鹿児島に初の「植物病院」4月開設 JA県経済連が東大と連携、病害虫に迅速対応 サツマイモ基腐病対策での連携生きる

連携協力宣言書に署名したJA鹿児島県経済連の出原照彦理事長(右)と東大の難波成任名誉教授=22日、東京都文京区の東京大学

 連携協力宣言書に署名したJA鹿児島県経済連の出原照彦理事長(右)と東大の難波成任名誉教授=22日、東京都文京区の東京大学

 JA鹿児島県経済連は22日、作物の病害虫を診断して対策を提案する県内初の「植物病院」を4月、鹿児島市内に開設すると発表した。東京大学植物病院と連携し、新たな病害虫侵入に迅速に対応し、農家をサポートする。
 県内では2018年からサツマイモの腐敗や株の立ち枯れなど原因不明の症状が拡大。県経済連が東大植物病院に相談し、国内未発生だったサツマイモ基腐(もとぐされ)病と分かった。その後も対策などに関し連携する中で今回の開設に至った。
###
鹿児島の植物病院開設を報じた記事を、最後の文の後から書き継いでください。
###
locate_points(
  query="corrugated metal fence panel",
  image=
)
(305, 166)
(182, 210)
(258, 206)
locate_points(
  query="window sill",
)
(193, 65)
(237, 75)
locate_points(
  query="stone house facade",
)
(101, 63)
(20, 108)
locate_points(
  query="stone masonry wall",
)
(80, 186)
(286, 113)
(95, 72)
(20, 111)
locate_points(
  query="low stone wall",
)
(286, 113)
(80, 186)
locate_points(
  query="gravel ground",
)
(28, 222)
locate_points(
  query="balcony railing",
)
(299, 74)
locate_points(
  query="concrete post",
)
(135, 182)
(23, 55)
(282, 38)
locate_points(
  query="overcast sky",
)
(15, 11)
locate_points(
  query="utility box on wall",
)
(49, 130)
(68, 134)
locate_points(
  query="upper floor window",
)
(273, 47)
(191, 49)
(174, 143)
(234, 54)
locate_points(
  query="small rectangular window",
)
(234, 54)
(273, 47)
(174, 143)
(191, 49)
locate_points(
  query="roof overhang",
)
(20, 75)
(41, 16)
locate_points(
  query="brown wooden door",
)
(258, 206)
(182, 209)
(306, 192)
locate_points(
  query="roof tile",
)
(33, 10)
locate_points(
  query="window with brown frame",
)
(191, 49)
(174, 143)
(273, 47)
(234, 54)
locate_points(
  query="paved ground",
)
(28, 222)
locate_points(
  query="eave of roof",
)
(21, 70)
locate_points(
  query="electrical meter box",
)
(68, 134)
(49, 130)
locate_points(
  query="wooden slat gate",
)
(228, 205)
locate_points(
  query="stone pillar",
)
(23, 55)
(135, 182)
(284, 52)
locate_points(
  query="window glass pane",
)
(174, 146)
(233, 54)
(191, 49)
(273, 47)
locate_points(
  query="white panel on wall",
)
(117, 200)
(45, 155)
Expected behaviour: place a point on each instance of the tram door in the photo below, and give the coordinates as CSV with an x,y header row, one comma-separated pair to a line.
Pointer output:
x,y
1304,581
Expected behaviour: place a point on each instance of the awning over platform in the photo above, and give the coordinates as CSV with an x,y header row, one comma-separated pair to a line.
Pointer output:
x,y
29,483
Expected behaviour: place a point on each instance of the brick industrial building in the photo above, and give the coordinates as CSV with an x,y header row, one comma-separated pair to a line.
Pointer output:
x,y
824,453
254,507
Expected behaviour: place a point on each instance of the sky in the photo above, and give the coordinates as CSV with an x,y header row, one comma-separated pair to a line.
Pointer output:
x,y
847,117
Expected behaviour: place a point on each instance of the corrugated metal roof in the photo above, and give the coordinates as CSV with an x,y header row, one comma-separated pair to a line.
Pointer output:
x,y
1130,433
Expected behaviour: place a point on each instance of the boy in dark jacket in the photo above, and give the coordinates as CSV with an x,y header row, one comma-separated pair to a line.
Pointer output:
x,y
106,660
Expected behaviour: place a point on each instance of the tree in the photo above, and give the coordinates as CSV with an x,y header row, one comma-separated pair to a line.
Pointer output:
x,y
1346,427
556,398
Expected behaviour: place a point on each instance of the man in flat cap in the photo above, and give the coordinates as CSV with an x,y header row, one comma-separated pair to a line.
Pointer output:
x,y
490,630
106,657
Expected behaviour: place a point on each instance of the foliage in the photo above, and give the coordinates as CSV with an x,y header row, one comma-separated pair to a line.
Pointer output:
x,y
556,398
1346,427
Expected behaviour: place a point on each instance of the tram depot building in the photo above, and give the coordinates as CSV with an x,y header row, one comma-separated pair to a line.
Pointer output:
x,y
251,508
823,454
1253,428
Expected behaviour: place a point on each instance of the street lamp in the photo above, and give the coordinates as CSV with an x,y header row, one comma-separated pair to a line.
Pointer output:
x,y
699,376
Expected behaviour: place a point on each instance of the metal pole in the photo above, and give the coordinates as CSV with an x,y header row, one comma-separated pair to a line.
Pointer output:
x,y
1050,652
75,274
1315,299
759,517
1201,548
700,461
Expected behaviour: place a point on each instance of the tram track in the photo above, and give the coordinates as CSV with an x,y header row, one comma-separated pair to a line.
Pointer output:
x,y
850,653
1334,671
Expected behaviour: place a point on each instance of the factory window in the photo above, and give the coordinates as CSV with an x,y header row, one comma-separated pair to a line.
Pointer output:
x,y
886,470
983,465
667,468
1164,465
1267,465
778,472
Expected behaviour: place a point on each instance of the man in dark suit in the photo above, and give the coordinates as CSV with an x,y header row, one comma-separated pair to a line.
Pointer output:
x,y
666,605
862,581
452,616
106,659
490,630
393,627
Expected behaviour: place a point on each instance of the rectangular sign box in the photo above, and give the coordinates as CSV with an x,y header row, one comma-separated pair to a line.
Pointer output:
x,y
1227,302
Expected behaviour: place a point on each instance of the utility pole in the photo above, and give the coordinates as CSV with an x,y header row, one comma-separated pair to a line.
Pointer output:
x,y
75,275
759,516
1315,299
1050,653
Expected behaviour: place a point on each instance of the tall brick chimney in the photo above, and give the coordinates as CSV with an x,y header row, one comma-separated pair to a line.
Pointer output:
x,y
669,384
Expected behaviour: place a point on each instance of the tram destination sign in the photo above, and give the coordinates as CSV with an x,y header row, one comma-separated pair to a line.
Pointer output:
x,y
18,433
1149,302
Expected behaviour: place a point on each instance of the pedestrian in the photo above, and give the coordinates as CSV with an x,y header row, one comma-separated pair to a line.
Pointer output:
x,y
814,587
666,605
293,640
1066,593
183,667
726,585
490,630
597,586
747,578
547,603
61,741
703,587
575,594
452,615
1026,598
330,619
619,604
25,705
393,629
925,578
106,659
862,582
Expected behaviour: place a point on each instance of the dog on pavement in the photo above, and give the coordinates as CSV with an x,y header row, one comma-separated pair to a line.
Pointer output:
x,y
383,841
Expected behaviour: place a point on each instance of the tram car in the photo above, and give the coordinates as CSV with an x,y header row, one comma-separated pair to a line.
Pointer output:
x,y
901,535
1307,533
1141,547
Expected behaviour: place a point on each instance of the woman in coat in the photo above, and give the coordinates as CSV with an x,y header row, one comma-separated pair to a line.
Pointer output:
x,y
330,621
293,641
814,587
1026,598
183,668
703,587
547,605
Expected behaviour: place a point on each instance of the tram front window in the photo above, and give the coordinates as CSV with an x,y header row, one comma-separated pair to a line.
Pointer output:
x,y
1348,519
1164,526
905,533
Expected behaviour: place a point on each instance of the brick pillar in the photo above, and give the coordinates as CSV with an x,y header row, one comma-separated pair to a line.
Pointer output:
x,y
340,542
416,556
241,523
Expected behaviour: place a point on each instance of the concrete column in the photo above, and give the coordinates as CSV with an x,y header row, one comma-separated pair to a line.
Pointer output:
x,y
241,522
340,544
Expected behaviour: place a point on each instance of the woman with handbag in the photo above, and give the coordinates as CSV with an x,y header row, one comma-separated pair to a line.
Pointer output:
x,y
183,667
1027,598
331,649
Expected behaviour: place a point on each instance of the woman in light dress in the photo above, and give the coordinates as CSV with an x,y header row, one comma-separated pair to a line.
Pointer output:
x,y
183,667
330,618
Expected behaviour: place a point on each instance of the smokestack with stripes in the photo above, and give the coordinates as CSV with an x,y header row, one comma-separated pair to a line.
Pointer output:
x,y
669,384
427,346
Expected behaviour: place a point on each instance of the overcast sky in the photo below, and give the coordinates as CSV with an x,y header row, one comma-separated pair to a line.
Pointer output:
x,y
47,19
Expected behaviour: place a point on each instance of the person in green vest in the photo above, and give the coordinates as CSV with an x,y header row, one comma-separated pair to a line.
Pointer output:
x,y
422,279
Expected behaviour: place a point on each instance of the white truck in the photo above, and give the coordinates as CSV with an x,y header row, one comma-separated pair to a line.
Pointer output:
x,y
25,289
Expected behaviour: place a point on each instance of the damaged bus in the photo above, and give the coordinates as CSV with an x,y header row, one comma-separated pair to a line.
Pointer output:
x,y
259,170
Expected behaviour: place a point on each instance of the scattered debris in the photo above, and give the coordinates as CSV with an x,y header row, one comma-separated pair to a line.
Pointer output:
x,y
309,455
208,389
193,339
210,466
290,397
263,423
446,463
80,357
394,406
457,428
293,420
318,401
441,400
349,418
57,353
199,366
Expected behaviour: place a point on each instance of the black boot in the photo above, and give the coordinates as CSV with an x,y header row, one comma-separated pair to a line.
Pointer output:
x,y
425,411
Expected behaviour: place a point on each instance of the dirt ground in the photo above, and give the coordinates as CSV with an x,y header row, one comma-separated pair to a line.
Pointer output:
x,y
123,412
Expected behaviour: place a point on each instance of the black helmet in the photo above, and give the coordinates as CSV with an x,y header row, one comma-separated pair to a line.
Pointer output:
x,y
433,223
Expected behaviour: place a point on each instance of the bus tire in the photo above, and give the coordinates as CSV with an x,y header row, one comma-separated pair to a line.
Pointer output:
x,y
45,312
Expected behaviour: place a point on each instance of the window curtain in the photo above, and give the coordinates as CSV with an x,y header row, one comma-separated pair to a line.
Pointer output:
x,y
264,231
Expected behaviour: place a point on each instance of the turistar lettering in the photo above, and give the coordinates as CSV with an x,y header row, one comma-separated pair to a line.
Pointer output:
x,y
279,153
###
→ **解答欄**
 県経済連食品総合研究所内に設置する。県内唯一の病害虫や雑草の専門家「植物医師」1人と、職員の2人体制で週2日程度開く。農家の相談を受け、病害虫の外観や遺伝子診断、薬剤効果試験・防除指導などに取り組む。
 全国6カ所目で、JAグループではJAあいち経済連に次ぐ。東大を中心とした既存病院のネットワークに加わる。22日、東大内であった発表会で、県経済連の出原照彦理事長は「気候変動で病害虫の侵入リスクが増している。鹿児島でいち早く対処し、日本の農業を守る南のとりでとなりたい」と強調した。
 東大名誉教授で日本植物医科学協会の難波成任代表理事は「鹿児島は島が多く新たな侵入病害に常に警戒しておく必要がある。植物病院ができるのは大きな意味がある」と話した。